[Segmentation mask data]
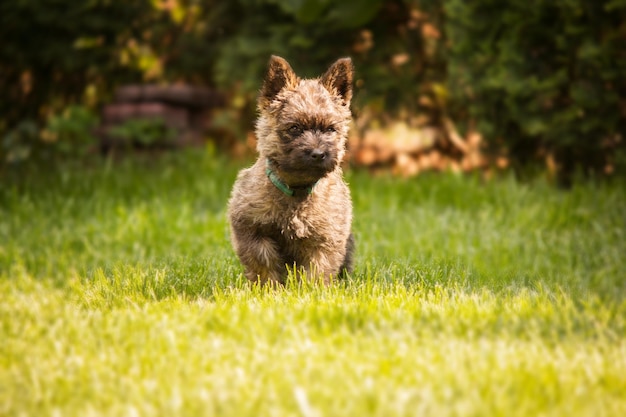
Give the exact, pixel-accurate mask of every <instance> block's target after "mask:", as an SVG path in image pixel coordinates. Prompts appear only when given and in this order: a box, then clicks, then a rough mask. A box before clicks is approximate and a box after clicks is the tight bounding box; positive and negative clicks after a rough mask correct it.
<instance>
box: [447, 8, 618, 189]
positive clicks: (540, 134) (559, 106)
mask: <svg viewBox="0 0 626 417" xmlns="http://www.w3.org/2000/svg"><path fill="white" fill-rule="evenodd" d="M445 10H446V16H447V22H446V26H445V27H446V31H447V34H448V37H449V40H450V50H449V52H448V54H447V62H448V65H449V76H448V82H449V89H450V93H451V94H452V96H453V103H454V105H455V106H456V107H455V108H454V110H455V114H456V116H457V118H459V119H463V120H465V121H466V122H473V123H476V125H477V128H478V130H479V131H481V132H483V134H484V135H485V136H486V137H487V138H489V139H491V143H492V144H493V145H495V146H498V147H500V148H501V147H504V148H505V149H506V150H508V152H509V153H510V155H511V156H512V157H513V158H514V160H516V161H517V162H518V163H519V164H521V165H523V164H525V163H527V162H529V161H531V160H533V159H536V158H538V157H546V158H554V160H555V162H556V163H557V164H558V166H559V169H560V173H561V174H562V175H563V176H564V177H563V179H565V180H567V179H568V177H569V176H570V175H571V174H572V172H573V171H574V170H576V169H582V170H583V171H584V172H585V173H589V172H594V171H595V172H597V171H601V170H603V169H610V167H611V166H613V165H614V164H616V163H619V160H617V159H616V155H615V154H616V153H619V152H623V151H624V145H625V144H624V139H626V138H624V137H623V136H624V133H625V132H626V95H625V93H624V92H626V78H625V77H624V74H626V49H625V48H624V45H625V44H626V43H625V42H626V24H625V22H626V1H623V0H614V1H598V2H589V1H584V0H568V1H559V2H547V1H541V0H530V1H529V0H512V1H507V2H501V1H497V0H481V1H472V2H466V1H462V0H447V1H446V2H445Z"/></svg>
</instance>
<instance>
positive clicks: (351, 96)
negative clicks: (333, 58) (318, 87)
mask: <svg viewBox="0 0 626 417" xmlns="http://www.w3.org/2000/svg"><path fill="white" fill-rule="evenodd" d="M353 72H354V69H353V67H352V60H351V59H350V58H341V59H338V60H337V61H336V62H335V63H334V64H333V65H331V66H330V68H328V70H327V71H326V73H325V74H324V75H322V78H321V82H322V85H323V86H324V87H326V89H327V90H328V91H330V92H331V93H335V94H338V95H339V96H340V97H341V98H342V99H343V101H344V102H345V104H346V105H349V104H350V100H352V74H353Z"/></svg>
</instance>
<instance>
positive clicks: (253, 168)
mask: <svg viewBox="0 0 626 417" xmlns="http://www.w3.org/2000/svg"><path fill="white" fill-rule="evenodd" d="M351 98H352V63H351V61H350V59H349V58H343V59H340V60H338V61H337V62H335V63H334V64H333V65H331V67H330V68H329V69H328V70H327V71H326V73H325V74H324V75H323V76H322V77H320V78H318V79H313V80H307V79H300V78H299V77H297V76H296V74H295V73H294V72H293V70H292V69H291V67H290V66H289V64H288V63H287V61H285V60H284V59H283V58H280V57H276V56H272V58H271V59H270V62H269V66H268V70H267V75H266V77H265V81H264V83H263V87H262V89H261V92H260V94H259V99H258V110H259V119H258V120H257V125H256V136H257V140H258V142H257V151H258V152H259V158H258V160H257V161H256V163H255V164H254V165H253V166H252V167H250V168H247V169H244V170H242V171H241V172H240V173H239V175H238V177H237V181H236V182H235V185H234V187H233V190H232V195H231V198H230V201H229V205H228V217H229V220H230V225H231V237H232V242H233V247H234V248H235V251H236V252H237V255H238V256H239V259H240V260H241V263H242V264H243V265H244V268H245V274H246V277H247V278H248V279H249V280H251V281H255V282H256V281H259V282H261V283H265V282H268V281H269V282H272V283H283V282H284V279H285V276H286V275H287V267H288V268H292V267H293V266H294V264H295V265H296V268H297V269H298V270H300V271H302V272H305V273H306V275H307V276H308V277H309V278H312V279H315V278H321V279H323V281H324V282H325V283H328V282H329V281H330V277H331V276H337V275H339V274H342V273H343V272H344V271H350V270H351V268H352V252H353V249H354V242H353V238H352V234H351V224H352V202H351V199H350V191H349V189H348V187H347V186H346V184H345V183H344V181H343V173H342V170H341V161H342V159H343V157H344V154H345V149H346V138H347V135H348V128H349V123H350V117H351V116H350V100H351ZM268 167H269V168H270V169H271V170H272V172H273V173H274V174H275V175H276V176H277V177H278V178H279V179H280V181H281V182H283V183H284V184H286V185H288V186H289V187H290V188H291V189H293V190H296V194H295V195H294V196H288V195H285V194H284V193H283V192H282V191H281V190H280V189H278V188H277V186H275V185H274V184H273V183H272V182H271V181H270V179H269V178H268V175H267V173H266V169H267V168H268ZM312 186H313V191H312V193H310V194H309V193H307V192H306V190H307V187H312Z"/></svg>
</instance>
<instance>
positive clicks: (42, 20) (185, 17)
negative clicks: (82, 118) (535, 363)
mask: <svg viewBox="0 0 626 417" xmlns="http://www.w3.org/2000/svg"><path fill="white" fill-rule="evenodd" d="M625 22H626V0H611V1H609V0H606V1H598V2H589V1H586V0H565V1H560V2H546V1H540V0H510V1H507V2H501V1H498V0H476V1H472V2H465V1H463V0H444V1H435V0H389V1H383V0H353V1H349V2H348V1H346V2H338V1H331V0H266V1H261V0H234V1H219V0H206V1H200V0H167V1H162V0H136V1H132V2H124V1H121V0H88V1H83V2H75V1H70V0H56V1H54V2H51V1H40V0H20V1H19V2H2V3H0V39H3V42H1V43H0V89H2V91H3V97H2V100H0V139H2V140H3V143H4V147H3V148H2V149H3V154H2V155H0V164H6V163H9V162H11V161H13V160H14V159H19V158H23V157H25V155H27V154H28V152H25V151H24V149H25V148H24V147H23V146H22V145H19V146H18V145H16V144H23V143H30V146H36V145H37V143H39V142H45V135H43V137H42V132H45V131H46V129H45V127H46V125H47V124H48V123H49V121H50V120H51V118H53V117H54V115H57V114H63V113H64V111H65V109H66V108H67V107H68V106H72V105H75V104H81V105H82V106H85V107H86V108H88V109H91V110H92V111H94V112H97V109H98V105H100V104H101V103H103V102H106V101H107V100H108V99H109V98H110V96H111V95H112V94H113V92H114V89H115V87H116V86H119V85H121V84H124V83H130V82H133V83H136V82H141V81H146V82H151V83H174V82H188V83H192V84H200V85H206V86H212V87H216V88H219V89H220V90H222V91H224V92H226V93H227V94H228V95H229V96H230V108H229V109H228V110H227V111H228V112H229V113H228V114H229V115H230V116H229V118H230V119H233V120H234V123H231V125H237V127H236V128H234V130H237V129H240V130H242V131H245V130H246V129H249V128H251V127H252V120H253V118H254V115H255V105H254V104H255V96H256V91H257V90H258V88H259V85H260V80H261V77H262V75H263V72H264V69H265V66H266V63H267V60H268V57H269V55H270V54H278V55H282V56H284V57H285V58H287V59H288V60H289V61H290V63H291V64H292V65H293V66H294V69H296V71H297V72H298V73H299V74H302V75H304V76H315V75H318V74H320V73H321V72H322V71H323V70H324V69H325V68H326V67H327V66H328V65H329V64H330V63H331V62H332V61H333V60H334V59H336V58H337V57H339V56H345V55H350V56H352V57H353V59H354V61H355V66H356V69H357V73H356V79H355V81H356V96H355V105H354V106H353V107H354V109H355V111H356V112H357V116H358V115H359V114H358V112H359V111H360V110H359V109H367V111H368V112H369V113H375V114H384V115H385V117H387V116H388V117H389V118H397V117H407V115H409V116H411V115H415V114H420V113H434V114H435V116H434V117H430V119H428V120H430V121H431V122H432V121H435V123H436V120H438V119H440V117H437V115H439V116H440V115H441V114H445V115H449V116H451V117H452V118H453V119H454V120H455V122H457V124H458V125H459V126H463V127H464V129H463V130H465V131H469V130H473V129H477V130H478V131H480V132H481V133H482V134H483V136H484V137H485V139H486V140H487V142H488V143H489V144H490V145H491V149H492V150H493V151H494V152H505V153H507V155H508V158H509V159H511V160H512V161H513V162H514V163H515V165H516V166H517V167H519V168H520V170H524V169H526V168H527V167H528V166H531V165H533V164H535V163H536V162H538V161H539V162H541V163H544V162H545V161H548V162H550V163H551V164H553V165H555V166H556V167H557V170H558V172H559V173H560V175H561V176H563V177H564V178H569V177H571V176H572V174H573V173H574V172H575V171H576V170H579V171H581V172H583V173H584V174H593V173H602V172H608V171H610V170H620V169H624V162H623V161H624V160H626V158H624V153H625V148H626V144H625V140H624V132H626V129H625V127H626V126H625V123H626V93H625V92H626V77H624V76H623V74H626V55H625V54H626V52H625V51H626V48H624V45H626V23H625ZM425 96H429V97H431V98H434V99H432V100H430V101H429V100H422V98H424V97H425ZM424 103H427V104H428V105H427V106H424ZM233 109H234V110H235V111H234V112H233V111H232V110H233ZM233 115H234V116H233ZM431 116H432V114H431ZM236 136H238V137H240V139H242V140H243V136H244V135H242V134H241V132H240V131H238V132H236ZM16 138H17V139H16ZM25 138H27V139H25ZM58 140H59V141H63V140H65V137H60V136H59V138H58ZM71 140H74V139H68V141H71ZM70 145H71V143H70ZM7 149H8V151H7ZM20 155H21V156H20ZM620 161H621V162H620Z"/></svg>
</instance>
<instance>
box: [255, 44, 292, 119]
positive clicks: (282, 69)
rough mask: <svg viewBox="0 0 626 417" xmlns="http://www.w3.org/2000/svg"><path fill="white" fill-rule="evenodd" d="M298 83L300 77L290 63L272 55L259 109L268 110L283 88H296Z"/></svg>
mask: <svg viewBox="0 0 626 417" xmlns="http://www.w3.org/2000/svg"><path fill="white" fill-rule="evenodd" d="M297 83H298V77H297V76H296V73H295V72H293V69H291V66H290V65H289V63H288V62H287V61H286V60H285V59H284V58H281V57H279V56H276V55H272V57H271V58H270V62H269V64H268V67H267V74H266V75H265V80H264V81H263V87H262V88H261V93H260V94H259V102H258V104H259V108H260V109H264V108H266V107H267V106H269V105H270V103H271V102H272V101H273V100H274V98H276V96H277V95H278V93H280V91H281V90H282V89H283V88H285V87H295V86H296V84H297Z"/></svg>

- [PROBLEM REQUIREMENTS]:
Copy out the listing from its start through the line containing "positive clicks: (540, 134) (559, 106)", both ends included, without changing anything. Leave out any pictures.

- [RESPONSE BELOW]:
Give the exact, pixel-accurate mask of every <instance> block's target after "mask:", as an SVG path in image pixel coordinates. Prompts appear only when given and in this order: a box, then clicks, then a rough mask. A box before clicks is approximate and a box after clicks is the tight bounding box; positive and negative clicks after a rough mask correct it.
<instance>
box: [447, 8, 618, 189]
positive clicks: (540, 134) (559, 106)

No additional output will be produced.